Rentrée sociale des maussades

mis en ligne le 17 septembre 2009
La rentrée sociale, oui on y croit. « La rentrée qui bouge » affiche même la CGT sans rire. En fait, si on s’en réfère à la presse, la rentrée a eu lieu fin août lorsque Bernard Thibault est venu parader (comme chaque année) à l’université d’été de la CFDT et jouer les duettistes avec Chérèque. Ils ont fait les clowns et ont tenu des discours quasi-similaires. Qui s’en étonne encore aujourd’hui ? Les deux secrétaires syndicaux étant très proches depuis la réforme sur la représentativité syndicale. D’ailleurs plus ça va et moins on voit de différences entre les propos des deux secrétaires syndicaux.

___

CONSIGNE 1:
Résumez l'extrait sur la rentrée sociale en deux phrases.
CONSIGNE 2:
Poursuivez l'extrait sur la rentrée sociale à partir de sa dernière phrase.

DONNÉES FOURNIES:

___

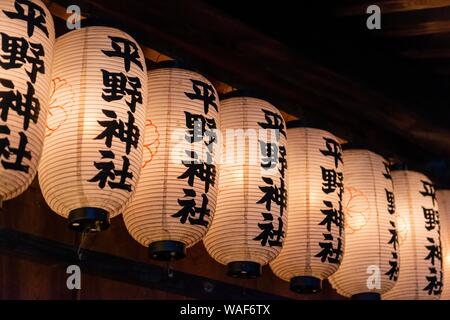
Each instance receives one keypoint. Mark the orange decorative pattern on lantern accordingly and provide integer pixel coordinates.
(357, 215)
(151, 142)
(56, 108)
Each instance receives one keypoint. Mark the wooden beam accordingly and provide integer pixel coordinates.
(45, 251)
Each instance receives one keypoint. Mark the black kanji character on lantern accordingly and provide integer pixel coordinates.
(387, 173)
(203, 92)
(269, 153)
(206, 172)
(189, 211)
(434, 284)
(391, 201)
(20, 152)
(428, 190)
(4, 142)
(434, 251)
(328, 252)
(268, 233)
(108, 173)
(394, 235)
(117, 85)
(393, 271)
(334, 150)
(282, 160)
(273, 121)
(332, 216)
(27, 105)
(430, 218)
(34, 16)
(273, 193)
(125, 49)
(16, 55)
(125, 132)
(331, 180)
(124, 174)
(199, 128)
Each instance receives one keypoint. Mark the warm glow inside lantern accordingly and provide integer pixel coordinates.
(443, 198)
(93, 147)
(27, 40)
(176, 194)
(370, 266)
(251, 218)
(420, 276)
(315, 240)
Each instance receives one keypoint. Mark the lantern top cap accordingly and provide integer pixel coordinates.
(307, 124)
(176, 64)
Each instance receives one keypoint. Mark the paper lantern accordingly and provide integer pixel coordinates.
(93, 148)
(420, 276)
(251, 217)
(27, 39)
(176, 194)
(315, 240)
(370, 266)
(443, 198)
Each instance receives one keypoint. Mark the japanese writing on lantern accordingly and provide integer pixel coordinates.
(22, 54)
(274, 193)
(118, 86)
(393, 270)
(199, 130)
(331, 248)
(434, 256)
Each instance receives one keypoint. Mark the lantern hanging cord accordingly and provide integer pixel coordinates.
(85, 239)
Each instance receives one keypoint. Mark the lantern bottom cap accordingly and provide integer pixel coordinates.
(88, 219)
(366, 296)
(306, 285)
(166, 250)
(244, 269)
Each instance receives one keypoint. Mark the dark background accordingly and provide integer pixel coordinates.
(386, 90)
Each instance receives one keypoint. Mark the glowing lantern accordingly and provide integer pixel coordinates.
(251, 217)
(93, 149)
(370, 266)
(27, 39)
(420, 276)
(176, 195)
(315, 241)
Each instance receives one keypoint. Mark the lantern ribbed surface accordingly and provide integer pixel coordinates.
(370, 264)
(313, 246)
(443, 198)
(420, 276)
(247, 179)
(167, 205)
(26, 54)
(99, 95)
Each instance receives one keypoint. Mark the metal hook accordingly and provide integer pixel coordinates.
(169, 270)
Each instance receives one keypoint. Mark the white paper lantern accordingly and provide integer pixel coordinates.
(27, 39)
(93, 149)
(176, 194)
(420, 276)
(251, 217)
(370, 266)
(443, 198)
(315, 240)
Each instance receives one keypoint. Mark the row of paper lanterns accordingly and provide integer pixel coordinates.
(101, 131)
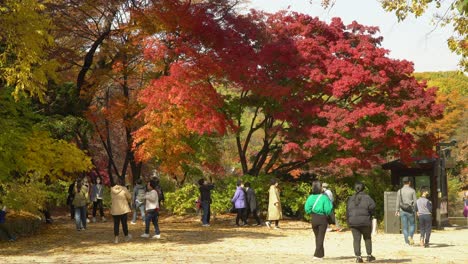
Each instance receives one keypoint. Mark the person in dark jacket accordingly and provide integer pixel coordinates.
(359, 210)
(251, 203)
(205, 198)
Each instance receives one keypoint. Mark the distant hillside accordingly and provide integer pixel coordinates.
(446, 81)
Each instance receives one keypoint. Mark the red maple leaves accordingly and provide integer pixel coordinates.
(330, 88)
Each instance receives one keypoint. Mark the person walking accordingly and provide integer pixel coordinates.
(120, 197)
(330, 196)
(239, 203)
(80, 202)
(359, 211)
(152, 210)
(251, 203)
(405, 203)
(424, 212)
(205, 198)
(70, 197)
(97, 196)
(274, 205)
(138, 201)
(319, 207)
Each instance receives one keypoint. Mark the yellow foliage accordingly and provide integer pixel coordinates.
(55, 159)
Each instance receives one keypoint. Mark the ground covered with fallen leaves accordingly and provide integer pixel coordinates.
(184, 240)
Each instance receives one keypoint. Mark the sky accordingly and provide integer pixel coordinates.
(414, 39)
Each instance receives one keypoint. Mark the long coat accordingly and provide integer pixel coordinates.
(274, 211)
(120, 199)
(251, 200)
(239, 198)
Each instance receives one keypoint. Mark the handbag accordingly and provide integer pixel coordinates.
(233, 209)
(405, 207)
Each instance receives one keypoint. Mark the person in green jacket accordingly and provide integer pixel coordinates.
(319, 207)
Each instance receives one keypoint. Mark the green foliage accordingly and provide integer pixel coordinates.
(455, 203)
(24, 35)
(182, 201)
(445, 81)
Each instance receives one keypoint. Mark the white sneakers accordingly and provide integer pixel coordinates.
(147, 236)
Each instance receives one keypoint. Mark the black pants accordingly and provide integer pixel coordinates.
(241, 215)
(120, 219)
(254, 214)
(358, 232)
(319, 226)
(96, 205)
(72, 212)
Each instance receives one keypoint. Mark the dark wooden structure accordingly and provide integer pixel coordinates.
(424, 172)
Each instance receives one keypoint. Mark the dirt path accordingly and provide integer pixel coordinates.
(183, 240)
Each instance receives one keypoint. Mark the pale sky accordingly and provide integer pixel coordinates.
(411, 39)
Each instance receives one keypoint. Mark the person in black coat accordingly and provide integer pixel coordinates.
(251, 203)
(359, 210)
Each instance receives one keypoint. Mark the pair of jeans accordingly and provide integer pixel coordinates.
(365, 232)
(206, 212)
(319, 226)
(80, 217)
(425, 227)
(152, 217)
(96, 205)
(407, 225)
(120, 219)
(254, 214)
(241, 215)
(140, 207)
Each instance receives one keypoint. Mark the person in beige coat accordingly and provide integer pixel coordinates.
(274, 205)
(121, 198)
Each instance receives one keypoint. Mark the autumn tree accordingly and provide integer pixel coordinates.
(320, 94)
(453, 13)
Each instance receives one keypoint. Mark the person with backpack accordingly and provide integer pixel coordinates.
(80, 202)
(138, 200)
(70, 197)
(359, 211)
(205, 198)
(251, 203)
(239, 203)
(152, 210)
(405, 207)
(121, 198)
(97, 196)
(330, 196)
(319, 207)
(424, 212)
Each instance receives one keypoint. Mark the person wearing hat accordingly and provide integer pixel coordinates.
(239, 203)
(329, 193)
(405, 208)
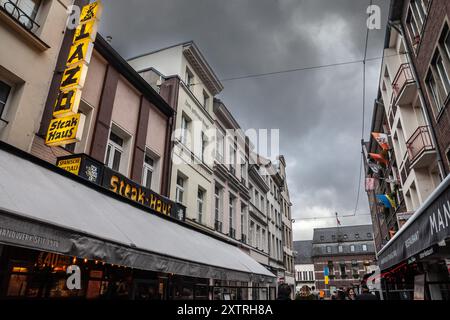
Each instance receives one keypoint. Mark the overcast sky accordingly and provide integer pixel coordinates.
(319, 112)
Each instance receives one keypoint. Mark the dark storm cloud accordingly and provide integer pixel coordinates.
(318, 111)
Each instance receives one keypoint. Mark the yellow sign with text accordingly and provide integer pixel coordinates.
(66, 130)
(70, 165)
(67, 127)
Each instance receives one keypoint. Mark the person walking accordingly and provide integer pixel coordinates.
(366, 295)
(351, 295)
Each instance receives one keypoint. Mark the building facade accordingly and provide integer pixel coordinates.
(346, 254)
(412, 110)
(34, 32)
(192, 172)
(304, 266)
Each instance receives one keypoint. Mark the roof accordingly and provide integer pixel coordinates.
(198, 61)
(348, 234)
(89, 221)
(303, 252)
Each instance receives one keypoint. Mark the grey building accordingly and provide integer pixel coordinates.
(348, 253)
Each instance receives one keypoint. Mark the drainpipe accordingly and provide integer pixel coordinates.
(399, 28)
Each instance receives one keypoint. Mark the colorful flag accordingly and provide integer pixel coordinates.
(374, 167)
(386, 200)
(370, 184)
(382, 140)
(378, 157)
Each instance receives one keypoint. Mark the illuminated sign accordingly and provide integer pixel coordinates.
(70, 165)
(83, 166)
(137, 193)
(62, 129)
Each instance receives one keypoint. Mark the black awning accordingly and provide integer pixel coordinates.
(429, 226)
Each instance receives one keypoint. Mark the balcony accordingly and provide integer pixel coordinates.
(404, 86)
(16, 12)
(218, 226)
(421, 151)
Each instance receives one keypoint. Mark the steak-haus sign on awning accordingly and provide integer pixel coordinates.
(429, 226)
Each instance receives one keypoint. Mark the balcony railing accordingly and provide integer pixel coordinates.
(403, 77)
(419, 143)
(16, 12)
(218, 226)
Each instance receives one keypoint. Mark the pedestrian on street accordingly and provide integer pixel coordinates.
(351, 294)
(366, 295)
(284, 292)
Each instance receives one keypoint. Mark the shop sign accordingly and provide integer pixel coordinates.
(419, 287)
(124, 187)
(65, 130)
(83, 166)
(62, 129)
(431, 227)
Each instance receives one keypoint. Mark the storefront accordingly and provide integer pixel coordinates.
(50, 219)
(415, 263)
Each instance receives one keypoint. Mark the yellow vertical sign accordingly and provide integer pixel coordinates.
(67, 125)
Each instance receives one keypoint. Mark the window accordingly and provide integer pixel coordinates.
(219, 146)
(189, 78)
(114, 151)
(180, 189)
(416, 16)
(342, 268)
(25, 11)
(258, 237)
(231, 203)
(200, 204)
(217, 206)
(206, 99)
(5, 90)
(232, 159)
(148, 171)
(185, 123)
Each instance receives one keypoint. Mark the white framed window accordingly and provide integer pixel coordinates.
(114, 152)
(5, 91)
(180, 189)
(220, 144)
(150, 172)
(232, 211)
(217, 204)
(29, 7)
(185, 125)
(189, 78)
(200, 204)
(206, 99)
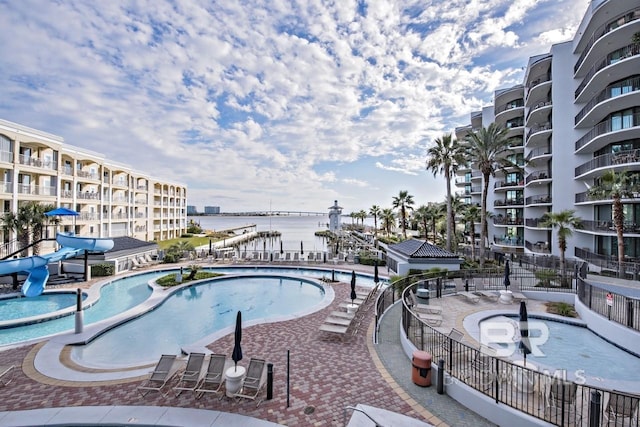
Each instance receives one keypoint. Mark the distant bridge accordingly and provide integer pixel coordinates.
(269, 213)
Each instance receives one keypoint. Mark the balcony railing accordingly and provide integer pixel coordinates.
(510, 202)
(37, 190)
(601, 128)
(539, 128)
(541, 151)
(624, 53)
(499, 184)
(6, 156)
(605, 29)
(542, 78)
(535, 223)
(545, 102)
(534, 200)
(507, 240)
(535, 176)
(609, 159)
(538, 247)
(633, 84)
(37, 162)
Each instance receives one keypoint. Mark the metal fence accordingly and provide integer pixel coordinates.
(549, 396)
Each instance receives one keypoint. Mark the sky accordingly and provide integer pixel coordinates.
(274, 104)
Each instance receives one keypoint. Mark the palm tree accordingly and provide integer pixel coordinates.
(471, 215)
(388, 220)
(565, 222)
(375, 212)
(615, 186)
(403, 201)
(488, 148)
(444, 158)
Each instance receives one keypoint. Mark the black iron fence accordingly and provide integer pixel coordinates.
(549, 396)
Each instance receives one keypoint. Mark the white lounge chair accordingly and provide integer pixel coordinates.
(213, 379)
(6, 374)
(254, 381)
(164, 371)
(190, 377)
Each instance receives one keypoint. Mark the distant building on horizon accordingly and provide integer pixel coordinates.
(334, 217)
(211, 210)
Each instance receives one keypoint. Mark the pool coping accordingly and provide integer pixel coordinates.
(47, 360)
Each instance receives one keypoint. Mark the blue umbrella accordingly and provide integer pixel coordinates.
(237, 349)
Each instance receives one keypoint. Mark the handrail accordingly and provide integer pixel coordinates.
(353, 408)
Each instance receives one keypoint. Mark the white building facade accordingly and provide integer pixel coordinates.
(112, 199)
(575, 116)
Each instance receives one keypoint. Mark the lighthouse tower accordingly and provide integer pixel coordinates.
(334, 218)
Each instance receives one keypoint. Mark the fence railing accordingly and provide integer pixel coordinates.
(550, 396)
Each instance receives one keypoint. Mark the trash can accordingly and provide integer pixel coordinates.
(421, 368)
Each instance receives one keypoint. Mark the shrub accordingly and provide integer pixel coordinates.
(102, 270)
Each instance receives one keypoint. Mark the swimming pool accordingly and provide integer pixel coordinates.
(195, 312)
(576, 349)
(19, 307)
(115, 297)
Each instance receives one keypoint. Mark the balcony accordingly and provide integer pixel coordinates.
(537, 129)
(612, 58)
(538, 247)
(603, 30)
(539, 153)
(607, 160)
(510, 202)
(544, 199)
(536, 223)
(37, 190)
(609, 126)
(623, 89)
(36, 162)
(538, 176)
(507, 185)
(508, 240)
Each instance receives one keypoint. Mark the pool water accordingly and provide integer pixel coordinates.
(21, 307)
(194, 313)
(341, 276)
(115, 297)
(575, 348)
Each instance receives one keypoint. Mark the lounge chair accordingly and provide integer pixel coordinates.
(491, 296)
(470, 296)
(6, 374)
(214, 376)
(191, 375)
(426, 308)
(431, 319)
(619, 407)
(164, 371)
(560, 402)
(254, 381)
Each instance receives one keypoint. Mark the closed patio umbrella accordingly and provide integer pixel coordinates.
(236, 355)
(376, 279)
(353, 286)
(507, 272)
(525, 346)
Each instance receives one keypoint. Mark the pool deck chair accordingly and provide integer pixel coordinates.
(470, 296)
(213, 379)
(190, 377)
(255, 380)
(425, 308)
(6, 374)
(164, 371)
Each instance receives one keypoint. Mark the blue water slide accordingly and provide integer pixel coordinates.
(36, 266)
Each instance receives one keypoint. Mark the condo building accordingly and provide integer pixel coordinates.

___

RÉPONSE 1:
D'après la presse, la rentrée sociale a eu lieu fin août, quand Bernard Thibault est venu comme chaque année à l'université d'été de la CFDT jouer les duettistes avec Chérèque et tenir un discours quasi-similaire au sien. Très proches depuis la réforme sur la représentativité syndicale, les deux secrétaires syndicaux se distinguent de moins en moins dans leurs propos.

RÉPONSE 2:
Depuis, Bernard Thibault ne semble pas avare en prises de parole et en interviews. Il a trouvé le moyen, dans le JDD, de ne citer comme référence que Sarkozy, qu’il voit souvent (7 fois depuis janvier), et on apprend même qu’il a soufflé à Sarko l’idée d’états généraux de l’industrie. Thibault disant que « les salariés ne doivent pas considérer l’économie comme un domaine réservé aux experts » mais qu’ils doivent faire des propositions pour relancer l’industrie (il n’est évidemment pas question d’autogestion ou de remises en cause de la croissance).
Bernard Thibault, en dix ans de secrétariat général, à trop côtoyer les ministres et surtout l’Élysée, a une vision bureaucratique du monde et du mouvement social. Il est bien plus souvent dans les ministères qu’auprès des salariés en bagarre et s’il est allé auprès des grévistes de Molex c’est que ça commence à se voir.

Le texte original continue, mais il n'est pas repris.